#### [Istruzioni esercizio]
a – Riscrivi il testo sui millepiedi tra "Sparsi sul terreno, tra" e "molti altri animali.", inclusi, sostituendo "millepiedi" con "miriapodi".
b – Traduci in inglese questa frase del testo sui millepiedi: "Delle circa 12mila specie di diplopodi conosciute, solo le otto appartenenti a questo gruppo hanno l’enzima necessario a produrre una fioca luce verde."

#### [Sezione del documento]
★ ★ ★ ★ ★

Millepiedi, se si illumina è tossico

Sparsi sul terreno, tra le maestose sequoie, migliaia di piccoli punti luce illuminano il sottobosco delle montagne californiane: sono i millepiedi bioluminescenti del genere Motyxia. Delle circa 12mila specie di diplopodi conosciute, solo le otto appartenenti a questo gruppo hanno l’enzima necessario a produrre una fioca luce verde. E nessuna di loro è in grado di vedere. A che scopo, quindi, emettere un segnale che nel buio della foresta non può far altro che attrarre i predatori? Come dimostrano Paul Marek e colleghi dell’Università dell’Arizona di Tucson (Stati Uniti) in uno studio pubblicato su Current Biology, questi invertebrati usano la fluorescenza proprio per evitarli, i guai: a se stessi e ai possibili predatori. La bioluminescenza, in questo caso, ha lo stesso ruolo delle vistose colorazioni utilizzate da molti altri animali.

★ ★ ★ ★ ★

Descrizioni di regioni in linguaggio naturale
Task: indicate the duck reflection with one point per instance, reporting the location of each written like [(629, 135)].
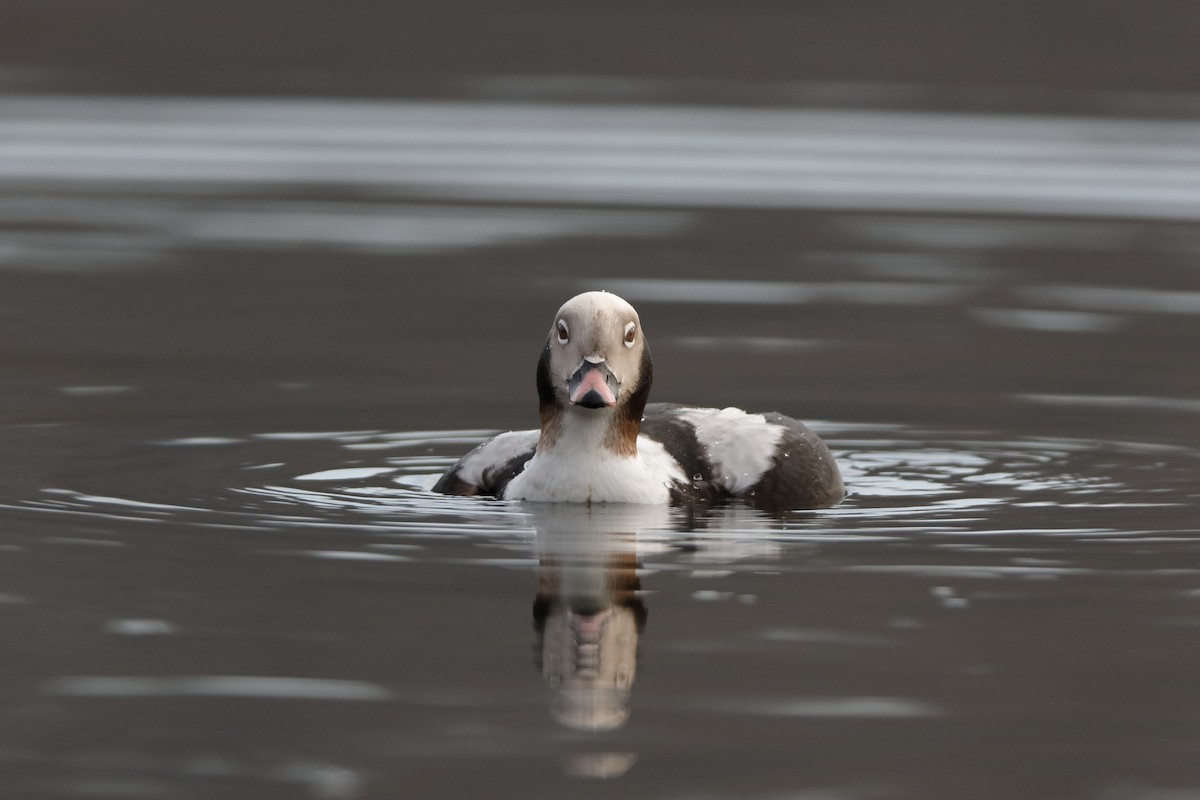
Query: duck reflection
[(588, 611)]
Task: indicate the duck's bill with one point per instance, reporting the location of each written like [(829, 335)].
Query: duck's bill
[(593, 386)]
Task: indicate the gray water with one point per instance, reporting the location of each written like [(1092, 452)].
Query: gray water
[(245, 325)]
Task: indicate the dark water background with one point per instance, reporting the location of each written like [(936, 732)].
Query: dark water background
[(267, 269)]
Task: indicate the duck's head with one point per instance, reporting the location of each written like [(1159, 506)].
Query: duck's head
[(595, 359)]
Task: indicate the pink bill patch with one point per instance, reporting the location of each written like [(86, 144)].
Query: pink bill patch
[(594, 382)]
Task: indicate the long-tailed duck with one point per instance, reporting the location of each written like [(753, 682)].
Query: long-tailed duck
[(600, 443)]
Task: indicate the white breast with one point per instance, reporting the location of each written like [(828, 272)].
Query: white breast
[(580, 469)]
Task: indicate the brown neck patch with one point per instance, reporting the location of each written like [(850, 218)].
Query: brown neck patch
[(627, 422)]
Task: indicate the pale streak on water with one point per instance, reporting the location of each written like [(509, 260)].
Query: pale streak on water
[(276, 600)]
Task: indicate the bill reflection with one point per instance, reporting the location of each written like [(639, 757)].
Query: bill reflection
[(588, 611)]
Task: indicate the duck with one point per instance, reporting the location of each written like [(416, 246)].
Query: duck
[(600, 440)]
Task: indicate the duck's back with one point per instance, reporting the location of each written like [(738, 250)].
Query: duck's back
[(771, 461)]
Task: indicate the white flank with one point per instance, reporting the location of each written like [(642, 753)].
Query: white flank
[(741, 446), (496, 452)]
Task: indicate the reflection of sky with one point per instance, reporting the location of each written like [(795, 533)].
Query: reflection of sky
[(145, 174)]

★ ★ ★ ★ ★

#### [Soluzioni dei compiti]
a –
Sparsi sul terreno, tra le maestose sequoie, migliaia di piccoli punti luce illuminano il sottobosco delle montagne californiane: sono i miriapodi bioluminescenti del genere Motyxia. Delle circa 12mila specie di diplopodi conosciute, solo le otto appartenenti a questo gruppo hanno l’enzima necessario a produrre una fioca luce verde. E nessuna di loro è in grado di vedere. A che scopo, quindi, emettere un segnale che nel buio della foresta non può far altro che attrarre i predatori? Come dimostrano Paul Marek e colleghi dell’Università dell’Arizona di Tucson (Stati Uniti) in uno studio pubblicato su Current Biology, questi invertebrati usano la fluorescenza proprio per evitarli, i guai: a se stessi e ai possibili predatori. La bioluminescenza, in questo caso, ha lo stesso ruolo delle vistose colorazioni utilizzate da molti altri animali.

b – Of the roughly 12,000 known species of diplopods, only the eight belonging to this group have the enzyme needed to produce a faint green light.